• [RECORDS FOR THIS TASK]
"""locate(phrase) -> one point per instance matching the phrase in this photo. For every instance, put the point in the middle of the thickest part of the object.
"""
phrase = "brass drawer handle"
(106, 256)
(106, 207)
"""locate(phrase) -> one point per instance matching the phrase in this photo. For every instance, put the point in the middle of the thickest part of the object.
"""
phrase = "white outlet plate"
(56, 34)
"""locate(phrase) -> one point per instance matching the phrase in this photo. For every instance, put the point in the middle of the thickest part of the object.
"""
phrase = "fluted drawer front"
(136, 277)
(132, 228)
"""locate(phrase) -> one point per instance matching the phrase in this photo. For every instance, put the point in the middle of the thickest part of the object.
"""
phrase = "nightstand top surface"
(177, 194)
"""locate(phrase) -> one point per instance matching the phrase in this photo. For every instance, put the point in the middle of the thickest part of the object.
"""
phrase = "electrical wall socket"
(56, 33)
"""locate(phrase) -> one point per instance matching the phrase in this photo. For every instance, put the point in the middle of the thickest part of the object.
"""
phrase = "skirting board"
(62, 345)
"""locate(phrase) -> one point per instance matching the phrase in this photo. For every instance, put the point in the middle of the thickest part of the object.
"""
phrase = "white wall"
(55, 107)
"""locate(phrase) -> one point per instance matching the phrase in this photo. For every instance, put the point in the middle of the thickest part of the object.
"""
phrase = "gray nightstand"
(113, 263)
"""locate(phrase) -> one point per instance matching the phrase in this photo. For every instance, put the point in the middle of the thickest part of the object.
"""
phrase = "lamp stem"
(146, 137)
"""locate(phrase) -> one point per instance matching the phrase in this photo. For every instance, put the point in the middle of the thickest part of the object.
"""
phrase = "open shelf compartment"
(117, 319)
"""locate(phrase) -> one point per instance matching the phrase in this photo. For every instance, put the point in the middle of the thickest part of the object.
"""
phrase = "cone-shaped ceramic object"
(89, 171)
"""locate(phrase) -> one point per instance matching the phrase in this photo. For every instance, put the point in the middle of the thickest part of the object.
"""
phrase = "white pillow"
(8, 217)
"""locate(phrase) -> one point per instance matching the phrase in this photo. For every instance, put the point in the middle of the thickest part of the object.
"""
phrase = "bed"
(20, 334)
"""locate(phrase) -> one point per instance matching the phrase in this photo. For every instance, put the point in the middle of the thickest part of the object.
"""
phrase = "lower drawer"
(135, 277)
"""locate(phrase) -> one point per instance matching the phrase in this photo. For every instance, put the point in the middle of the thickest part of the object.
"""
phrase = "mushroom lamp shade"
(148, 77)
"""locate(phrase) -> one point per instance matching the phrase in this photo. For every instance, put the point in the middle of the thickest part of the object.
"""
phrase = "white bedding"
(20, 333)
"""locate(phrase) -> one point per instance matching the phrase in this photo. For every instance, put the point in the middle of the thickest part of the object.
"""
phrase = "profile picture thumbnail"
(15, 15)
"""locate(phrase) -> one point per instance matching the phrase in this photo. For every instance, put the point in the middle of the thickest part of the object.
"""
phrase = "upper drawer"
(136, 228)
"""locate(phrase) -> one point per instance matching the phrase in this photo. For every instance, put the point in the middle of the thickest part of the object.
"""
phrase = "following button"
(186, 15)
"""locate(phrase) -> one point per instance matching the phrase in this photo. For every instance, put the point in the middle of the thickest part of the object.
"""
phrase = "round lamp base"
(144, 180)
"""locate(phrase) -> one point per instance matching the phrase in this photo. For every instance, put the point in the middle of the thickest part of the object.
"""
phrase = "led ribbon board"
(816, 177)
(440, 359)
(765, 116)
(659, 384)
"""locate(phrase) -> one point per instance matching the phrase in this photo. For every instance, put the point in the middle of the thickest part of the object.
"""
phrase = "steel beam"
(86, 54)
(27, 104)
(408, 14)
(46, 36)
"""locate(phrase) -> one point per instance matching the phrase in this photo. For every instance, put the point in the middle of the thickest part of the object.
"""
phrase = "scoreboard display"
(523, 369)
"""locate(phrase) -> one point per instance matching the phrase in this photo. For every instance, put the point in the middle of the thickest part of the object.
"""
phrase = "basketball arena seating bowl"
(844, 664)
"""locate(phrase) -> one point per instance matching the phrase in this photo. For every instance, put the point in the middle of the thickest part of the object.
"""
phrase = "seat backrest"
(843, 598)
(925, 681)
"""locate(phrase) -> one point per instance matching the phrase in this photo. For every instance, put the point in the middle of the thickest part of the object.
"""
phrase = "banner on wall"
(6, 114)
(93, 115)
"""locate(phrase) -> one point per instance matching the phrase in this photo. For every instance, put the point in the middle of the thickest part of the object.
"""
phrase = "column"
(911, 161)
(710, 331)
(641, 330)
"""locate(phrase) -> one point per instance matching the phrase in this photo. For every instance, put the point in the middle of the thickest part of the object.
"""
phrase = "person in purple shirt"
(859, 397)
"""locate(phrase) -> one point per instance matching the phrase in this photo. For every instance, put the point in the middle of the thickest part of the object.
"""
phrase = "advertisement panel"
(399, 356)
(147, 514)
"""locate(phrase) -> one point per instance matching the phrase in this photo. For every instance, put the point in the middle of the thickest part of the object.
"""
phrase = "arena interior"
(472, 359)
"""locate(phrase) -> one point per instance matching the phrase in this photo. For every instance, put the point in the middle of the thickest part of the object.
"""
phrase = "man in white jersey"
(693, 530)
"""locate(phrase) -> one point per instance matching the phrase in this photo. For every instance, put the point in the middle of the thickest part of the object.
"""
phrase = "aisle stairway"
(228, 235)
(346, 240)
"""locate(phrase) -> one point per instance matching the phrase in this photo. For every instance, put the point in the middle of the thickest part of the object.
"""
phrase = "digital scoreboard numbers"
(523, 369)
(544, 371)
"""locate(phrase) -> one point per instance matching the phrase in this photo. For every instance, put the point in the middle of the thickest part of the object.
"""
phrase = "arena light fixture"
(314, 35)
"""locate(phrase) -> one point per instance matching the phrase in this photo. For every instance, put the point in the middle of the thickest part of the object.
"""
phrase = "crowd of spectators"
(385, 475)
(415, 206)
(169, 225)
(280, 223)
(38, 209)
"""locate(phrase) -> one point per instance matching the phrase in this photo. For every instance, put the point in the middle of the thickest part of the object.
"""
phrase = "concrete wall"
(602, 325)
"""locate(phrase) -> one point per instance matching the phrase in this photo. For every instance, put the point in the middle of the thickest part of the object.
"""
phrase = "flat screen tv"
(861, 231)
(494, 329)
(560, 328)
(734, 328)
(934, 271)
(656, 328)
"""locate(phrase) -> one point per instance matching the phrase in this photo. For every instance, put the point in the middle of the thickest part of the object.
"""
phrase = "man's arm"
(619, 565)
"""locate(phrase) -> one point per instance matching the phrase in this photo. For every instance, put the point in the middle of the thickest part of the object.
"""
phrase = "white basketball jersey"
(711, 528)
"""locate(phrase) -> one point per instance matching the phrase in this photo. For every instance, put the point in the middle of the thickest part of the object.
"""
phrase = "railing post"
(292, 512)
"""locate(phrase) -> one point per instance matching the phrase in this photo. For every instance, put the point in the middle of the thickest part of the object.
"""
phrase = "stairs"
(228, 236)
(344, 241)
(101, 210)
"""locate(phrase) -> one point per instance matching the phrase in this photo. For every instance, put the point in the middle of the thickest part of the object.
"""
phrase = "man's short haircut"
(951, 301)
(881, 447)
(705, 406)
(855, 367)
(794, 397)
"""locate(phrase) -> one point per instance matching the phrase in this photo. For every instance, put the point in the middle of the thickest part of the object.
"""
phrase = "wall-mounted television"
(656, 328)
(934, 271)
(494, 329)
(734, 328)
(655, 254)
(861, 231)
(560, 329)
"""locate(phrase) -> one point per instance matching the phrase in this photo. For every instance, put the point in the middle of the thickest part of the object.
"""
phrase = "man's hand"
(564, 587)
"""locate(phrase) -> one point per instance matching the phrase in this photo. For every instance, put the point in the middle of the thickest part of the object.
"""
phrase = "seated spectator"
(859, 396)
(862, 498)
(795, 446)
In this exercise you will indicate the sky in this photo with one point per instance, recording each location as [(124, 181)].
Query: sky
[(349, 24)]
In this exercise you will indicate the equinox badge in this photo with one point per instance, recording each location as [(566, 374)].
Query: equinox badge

• [EXERCISE PROMPT] Run a filter over the data above and keep each line that contains the word "recording".

• [RESULT]
In this exercise you will indicate the sky in this photo with one point per instance, recording each location as [(124, 181)].
In this exercise you will indicate the equinox badge in this photo with one point per instance, recording each location as [(566, 374)].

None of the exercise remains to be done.